## [Exercises to complete]
#1 In the guidelines on final project preparation, rewrite the paragraph beginning "When you include graphs/images" as a short bulleted list that keeps its main points.
#2 Extend the final project preparation guidelines with the next part, picking up after their last sentence.

** begin Text to read **

Final project preparation guidelines and peer review
As peer review and my review will start on Monday, you have some more time to polish your repositories/projects. Some major remarks that you should keep in mind out are the following:
- Comment on all the specifics of your algorithms that you use or have designed (i.e. features, hyperparameters, ...). In some cases it is useful to include an image instead of giving long description.
- When you include graphs/images, they must be readable and provide additional insight (e.g. if there are lots of lines across the image or little space between them, it is not okay). When you report on results, keep them as much as possible in one table, so that reader can compare different configurations. Also, it is useful to bold best results. Both images and tables should be self-contained - i.e. together with caption they need to provide enough information to the reader to understand it's meaning without reading text around.
- Keep your report concise and try to not submit report longer than 8 pages. Also, make sure you followed the proposed template.

** end Text to read **
** begin Stored rows **

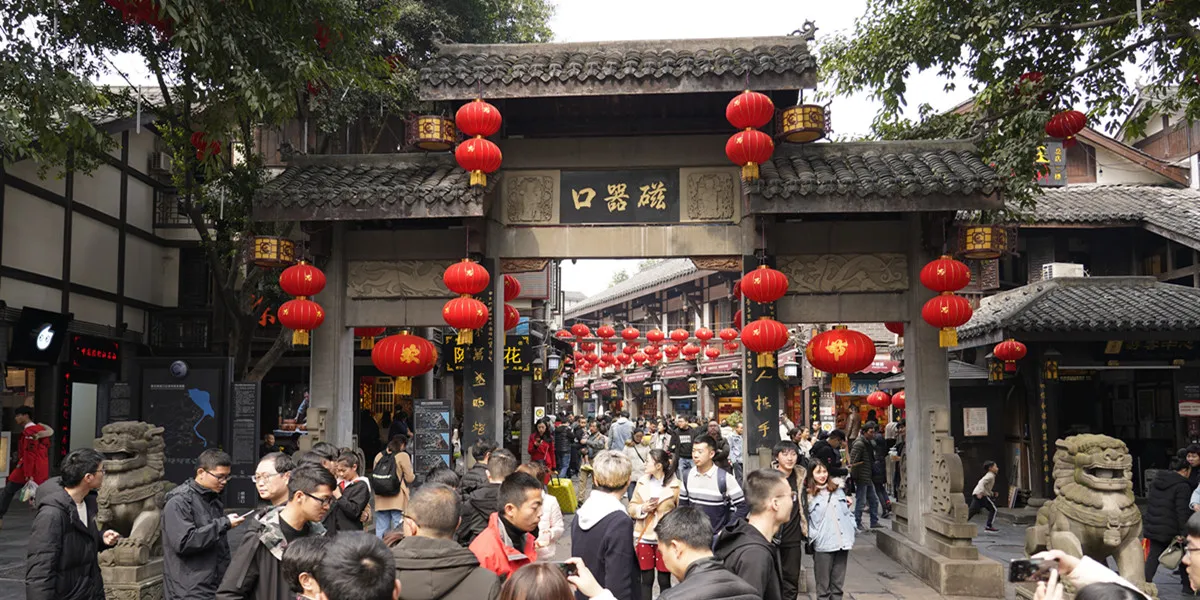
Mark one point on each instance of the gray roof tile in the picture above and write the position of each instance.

** end Stored rows **
** begin Stored rows **

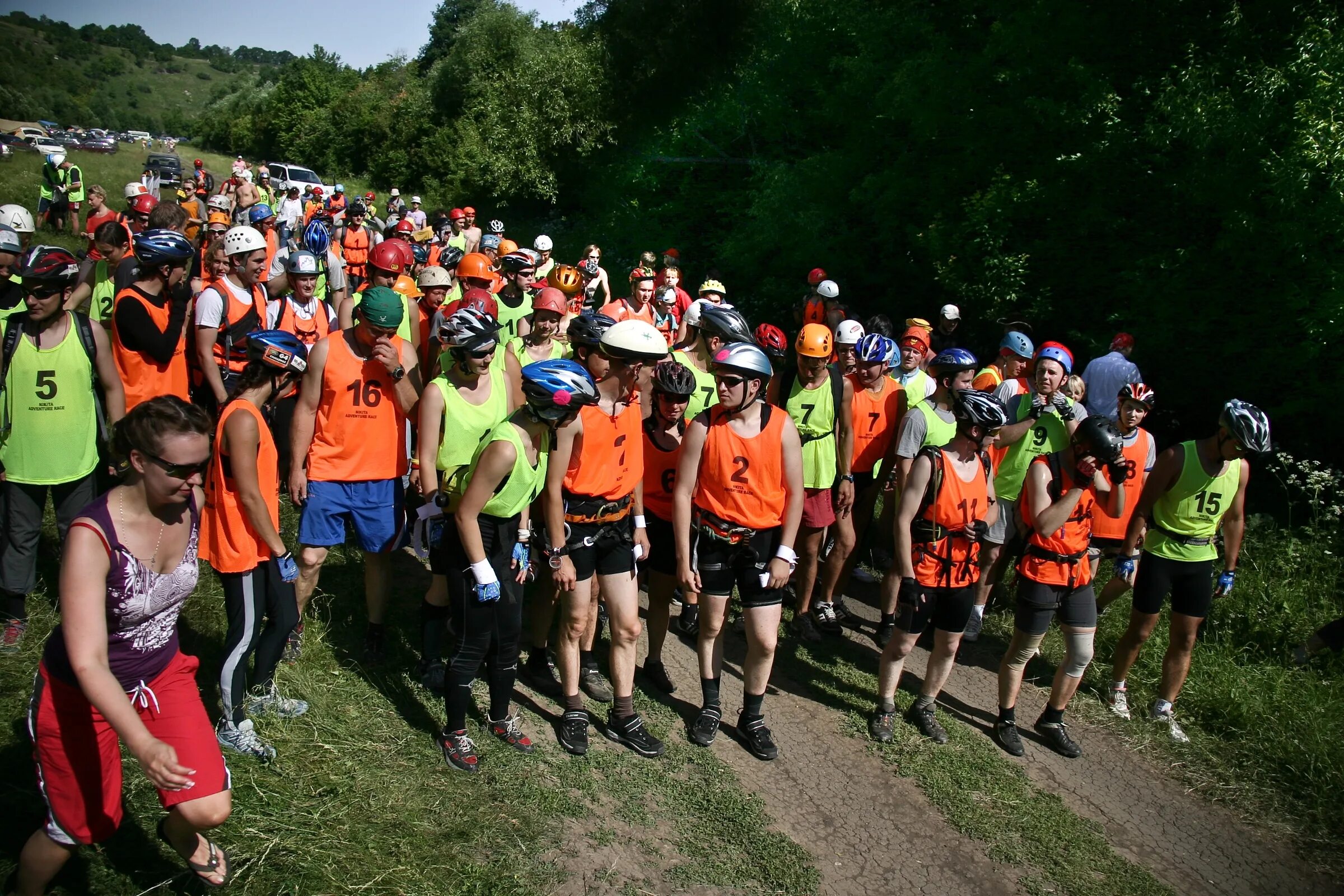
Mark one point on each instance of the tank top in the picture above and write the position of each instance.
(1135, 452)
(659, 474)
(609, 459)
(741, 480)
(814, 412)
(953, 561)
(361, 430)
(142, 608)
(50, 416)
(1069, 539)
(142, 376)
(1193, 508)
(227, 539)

** end Stored rows **
** begin Stored rows **

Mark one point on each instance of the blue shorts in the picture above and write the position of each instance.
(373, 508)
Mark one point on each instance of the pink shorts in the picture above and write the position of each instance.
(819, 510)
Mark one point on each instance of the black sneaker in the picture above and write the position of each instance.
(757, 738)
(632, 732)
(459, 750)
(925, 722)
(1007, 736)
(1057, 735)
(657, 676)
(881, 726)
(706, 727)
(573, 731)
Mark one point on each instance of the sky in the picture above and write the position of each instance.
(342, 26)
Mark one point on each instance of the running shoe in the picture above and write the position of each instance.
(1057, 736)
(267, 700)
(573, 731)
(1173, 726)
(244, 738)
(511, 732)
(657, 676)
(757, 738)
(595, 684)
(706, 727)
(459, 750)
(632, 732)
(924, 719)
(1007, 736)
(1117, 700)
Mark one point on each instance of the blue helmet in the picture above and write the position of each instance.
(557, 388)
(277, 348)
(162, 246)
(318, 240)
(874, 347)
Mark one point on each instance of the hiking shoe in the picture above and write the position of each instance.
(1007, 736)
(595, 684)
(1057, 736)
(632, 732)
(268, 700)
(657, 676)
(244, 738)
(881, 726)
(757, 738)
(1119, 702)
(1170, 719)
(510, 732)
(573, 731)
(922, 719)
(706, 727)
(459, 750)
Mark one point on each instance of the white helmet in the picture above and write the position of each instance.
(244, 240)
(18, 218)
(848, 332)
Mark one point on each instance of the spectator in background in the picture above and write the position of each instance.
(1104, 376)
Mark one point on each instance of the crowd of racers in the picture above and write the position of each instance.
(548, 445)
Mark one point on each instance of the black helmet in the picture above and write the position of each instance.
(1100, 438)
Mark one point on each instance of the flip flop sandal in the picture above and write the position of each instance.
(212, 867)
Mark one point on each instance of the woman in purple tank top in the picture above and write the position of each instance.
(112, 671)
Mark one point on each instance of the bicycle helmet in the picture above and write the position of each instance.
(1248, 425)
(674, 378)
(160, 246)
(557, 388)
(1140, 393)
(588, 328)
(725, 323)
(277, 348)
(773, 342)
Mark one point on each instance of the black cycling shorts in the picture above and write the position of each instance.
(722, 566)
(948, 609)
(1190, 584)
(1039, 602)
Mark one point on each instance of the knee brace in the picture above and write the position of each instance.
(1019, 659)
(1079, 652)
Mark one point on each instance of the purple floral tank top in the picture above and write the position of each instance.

** end Stored rows **

## [Answers in order]
#1
- Graphs and images must be readable and add insight; crowded lines or little space between them are not acceptable.
- Results should go into a single table where possible, so readers can compare configurations, with the best results in bold.
- Images and tables must be self-contained: together with their captions, they should make their meaning clear without the surrounding text.

#2
- Focus on reporting results and using sensible measures. Try to find examples where your algorithm works better and may not even work at all. Explain why and also justify the differences in approaches that you used. In case previous work exist for your dataset put also best results of other researchers in your results table (even if your results are much lower).
- Your submitted work (repository and report) should be structured in a way that your colleagues would be able to understand and re-run everything. Include all dependencies for you projects:
- In case you have used a non-public (or semi-public) dataset, do not include it in the repository, just put your contact data or protected link to download data.
- Datasets that are available elsewhere should be just linked in your report/repository. If you performed additional transformations on datasets, scripts for that should be available in the repository.
- Some of you used models that take longer time to train. You can include those models (maybe just the best one) in the repository or elsewhere and link it.
- Machine translation groups must make their models available as they take longer time to train!
- Lastly, check that your repositories are publicly available until Monday 6am!
Please find the projects you need to review here: https://docs.google.com/spreadsheets/d/1iRAtijsrzY8I8l_ATmDF_JRMGx1e87-tWtVDINVt7-I/edit?usp=sharing.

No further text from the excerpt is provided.